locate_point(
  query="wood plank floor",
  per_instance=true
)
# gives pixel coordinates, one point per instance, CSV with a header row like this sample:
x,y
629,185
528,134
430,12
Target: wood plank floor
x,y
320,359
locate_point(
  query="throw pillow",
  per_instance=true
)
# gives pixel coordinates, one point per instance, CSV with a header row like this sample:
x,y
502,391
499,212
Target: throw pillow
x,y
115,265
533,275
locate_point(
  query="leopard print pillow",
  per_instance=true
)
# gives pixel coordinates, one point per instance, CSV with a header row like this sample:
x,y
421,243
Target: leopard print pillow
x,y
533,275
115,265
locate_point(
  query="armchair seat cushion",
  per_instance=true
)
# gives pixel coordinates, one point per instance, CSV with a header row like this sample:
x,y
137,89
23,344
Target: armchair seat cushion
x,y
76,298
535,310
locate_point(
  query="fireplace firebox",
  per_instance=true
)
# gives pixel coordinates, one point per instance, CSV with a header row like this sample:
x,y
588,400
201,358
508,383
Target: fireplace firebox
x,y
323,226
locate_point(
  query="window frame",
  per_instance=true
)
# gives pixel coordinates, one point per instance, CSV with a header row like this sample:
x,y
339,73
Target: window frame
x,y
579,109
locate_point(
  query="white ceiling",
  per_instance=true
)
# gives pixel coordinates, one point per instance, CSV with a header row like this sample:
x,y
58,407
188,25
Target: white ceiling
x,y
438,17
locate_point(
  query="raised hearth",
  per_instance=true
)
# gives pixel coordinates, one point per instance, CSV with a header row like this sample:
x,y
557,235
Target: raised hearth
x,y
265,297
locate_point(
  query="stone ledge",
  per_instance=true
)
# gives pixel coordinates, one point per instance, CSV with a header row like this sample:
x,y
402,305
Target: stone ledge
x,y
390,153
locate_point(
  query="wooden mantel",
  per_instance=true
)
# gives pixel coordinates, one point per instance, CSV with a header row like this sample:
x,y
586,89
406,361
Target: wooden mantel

____________

For this exercise, output all the data exactly as shown above.

● **Your solution**:
locate_point(
  query="wood plank floor",
  per_instance=true
)
# gives pixel coordinates, one point per instance, CSV with a header row like this sample:
x,y
629,185
528,134
430,12
Target: wood plank floor
x,y
320,359
locate_point(
  query="throw pillow",
  per_instance=true
)
# gives pixel coordinates, one point per instance, CSV with a header row like this sample:
x,y
502,391
499,212
Target: throw pillow
x,y
115,265
533,275
locate_point(
  query="leopard print pillow",
  per_instance=true
)
# gives pixel coordinates, one point per instance, CSV with a header row like this sample:
x,y
421,243
Target: leopard print pillow
x,y
533,275
115,265
locate_point(
  query="armchair seat cushion",
  per_instance=true
)
# gives pixel coordinates, one point per instance, CSV with a header row like this sample:
x,y
137,89
23,344
Target: armchair seat cushion
x,y
76,298
535,310
locate_point(
  query="fireplace firebox",
  per_instance=true
)
# gives pixel coordinates, one point per instance, CSV with a header row like this sample:
x,y
588,400
201,358
508,383
Target: fireplace firebox
x,y
323,226
locate_point(
  query="window frame",
  per_instance=true
)
# gives pixel coordinates, one point per instance, CSV with a header row like this sample:
x,y
339,73
Target: window frame
x,y
579,109
locate_point(
  query="white ceiling",
  per_instance=true
)
# gives pixel coordinates, one point per instance, CSV with a header row like this sample:
x,y
58,407
188,25
Target: white ceiling
x,y
438,17
locate_point(
  query="raised hearth",
  per_instance=true
)
# gives pixel coordinates, one point per instance, CSV with a header row like this sample:
x,y
557,235
Target: raised hearth
x,y
265,297
locate_point(
  query="stone ledge",
  per_instance=true
)
# gives pixel coordinates, one point per instance, CSV with a header row like this sample:
x,y
402,305
Target: stone ledge
x,y
390,153
locate_point(
  query="wooden mantel",
  per_instance=true
)
# gives pixel coordinates, one point per instance, CSV with a header row like this sample:
x,y
586,89
406,361
Target: wooden mantel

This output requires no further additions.